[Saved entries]

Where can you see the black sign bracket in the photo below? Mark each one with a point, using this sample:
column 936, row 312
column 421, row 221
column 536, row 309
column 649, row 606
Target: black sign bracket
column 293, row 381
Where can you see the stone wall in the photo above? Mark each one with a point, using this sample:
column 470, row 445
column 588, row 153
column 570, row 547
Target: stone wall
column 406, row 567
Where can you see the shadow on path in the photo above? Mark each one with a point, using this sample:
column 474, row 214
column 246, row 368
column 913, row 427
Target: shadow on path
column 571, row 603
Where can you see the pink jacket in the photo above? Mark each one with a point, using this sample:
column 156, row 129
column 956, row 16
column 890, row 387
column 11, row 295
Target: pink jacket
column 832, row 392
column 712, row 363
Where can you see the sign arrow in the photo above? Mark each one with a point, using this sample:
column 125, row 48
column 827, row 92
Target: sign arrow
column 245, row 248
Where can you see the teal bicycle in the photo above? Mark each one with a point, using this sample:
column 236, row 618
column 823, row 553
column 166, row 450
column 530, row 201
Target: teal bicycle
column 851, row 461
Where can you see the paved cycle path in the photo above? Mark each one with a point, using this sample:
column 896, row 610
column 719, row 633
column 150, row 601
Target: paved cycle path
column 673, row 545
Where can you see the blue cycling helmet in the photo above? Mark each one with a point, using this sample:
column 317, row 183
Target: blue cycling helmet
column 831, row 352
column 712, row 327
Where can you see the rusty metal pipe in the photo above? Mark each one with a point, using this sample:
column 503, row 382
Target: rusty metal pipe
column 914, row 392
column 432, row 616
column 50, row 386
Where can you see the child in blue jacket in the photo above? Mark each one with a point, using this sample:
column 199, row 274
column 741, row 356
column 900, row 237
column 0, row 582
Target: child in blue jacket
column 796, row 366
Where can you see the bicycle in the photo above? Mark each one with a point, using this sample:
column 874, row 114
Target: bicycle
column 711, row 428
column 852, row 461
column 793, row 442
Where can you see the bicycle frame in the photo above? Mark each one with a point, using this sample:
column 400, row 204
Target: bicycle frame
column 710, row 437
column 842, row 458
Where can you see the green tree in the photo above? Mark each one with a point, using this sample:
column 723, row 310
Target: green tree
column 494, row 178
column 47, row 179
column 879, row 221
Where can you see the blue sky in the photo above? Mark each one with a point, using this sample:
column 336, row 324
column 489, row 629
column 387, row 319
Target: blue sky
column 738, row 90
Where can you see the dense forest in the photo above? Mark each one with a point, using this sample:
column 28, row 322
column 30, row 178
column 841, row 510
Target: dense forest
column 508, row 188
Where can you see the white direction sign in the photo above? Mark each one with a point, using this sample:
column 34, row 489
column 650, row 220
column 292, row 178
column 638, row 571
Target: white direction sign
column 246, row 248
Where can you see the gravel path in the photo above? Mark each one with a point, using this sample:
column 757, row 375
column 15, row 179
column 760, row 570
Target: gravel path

#### Required action:
All of the data above should be duplicated exactly.

#### Task output:
Where can you see the black sign bracket in the photo below? Mark each one with a point, using this sample:
column 936, row 312
column 421, row 221
column 536, row 309
column 649, row 606
Target: black sign bracket
column 293, row 381
Where can you see the stone wall in the photo above? Mark each one with a point, using this sample:
column 470, row 445
column 588, row 153
column 570, row 547
Target: stone wall
column 406, row 567
Where can you see the shadow on path in the photo above? Mark each one with a point, using this sample:
column 474, row 214
column 246, row 368
column 913, row 427
Target: shadow on path
column 571, row 603
Where can you see the pink jacket in the photo above? Mark each one with a point, using this sample:
column 156, row 129
column 956, row 16
column 890, row 387
column 11, row 295
Target: pink jacket
column 832, row 392
column 712, row 363
Where can you see the sign arrow in the photo above? Mark each one with a point, using this sample:
column 125, row 48
column 827, row 92
Target: sign arrow
column 245, row 248
Where can you see the teal bicycle in the photo above? Mark each one with a point, using this sample:
column 236, row 618
column 823, row 553
column 166, row 450
column 530, row 201
Target: teal bicycle
column 851, row 461
Where can you see the paved cycle path in the photo above? Mark each one with a point, using this sample:
column 896, row 610
column 719, row 633
column 150, row 601
Target: paved cycle path
column 673, row 545
Where can you see the blue cycling helmet in the photo above? Mark each one with a point, using this sample:
column 317, row 183
Target: blue cycling helmet
column 831, row 352
column 712, row 327
Where can you see the rusty metal pipe in the photo above? Mark each one with a point, using this sample:
column 503, row 382
Target: rusty metal pipe
column 914, row 392
column 432, row 616
column 50, row 386
Where can you see the child in blue jacket in the photo above? Mark each one with a point, using this sample:
column 199, row 274
column 741, row 356
column 900, row 237
column 0, row 582
Target: child in blue jacket
column 796, row 366
Where can you see the bicycle in the photo above? Mark each one with a point, using this sample:
column 874, row 114
Target: bicycle
column 711, row 428
column 852, row 461
column 793, row 442
Where can you see the bicycle frame in the photo above? Mark each one with a point, using this sample:
column 400, row 204
Target: bicycle frame
column 710, row 437
column 842, row 458
Where can you see the green tree in the photo above? Mark each one with a point, using this sample:
column 723, row 310
Target: green tree
column 494, row 178
column 47, row 179
column 879, row 221
Where can you see the blue sky in the photo above? Mark each one with a point, using this sample:
column 336, row 324
column 489, row 629
column 387, row 319
Target: blue sky
column 738, row 90
Where can you see the dense forest in the photo above? Mark each one with a point, using this sample:
column 28, row 322
column 30, row 178
column 841, row 510
Target: dense forest
column 508, row 188
Where can you see the white direction sign in the photo above? Mark each one with a point, using this sample:
column 34, row 489
column 650, row 220
column 292, row 178
column 638, row 571
Target: white direction sign
column 246, row 248
Where can you see the gravel path in the photo above? Mark each one with a point, using this sample:
column 757, row 375
column 15, row 179
column 760, row 570
Target: gravel path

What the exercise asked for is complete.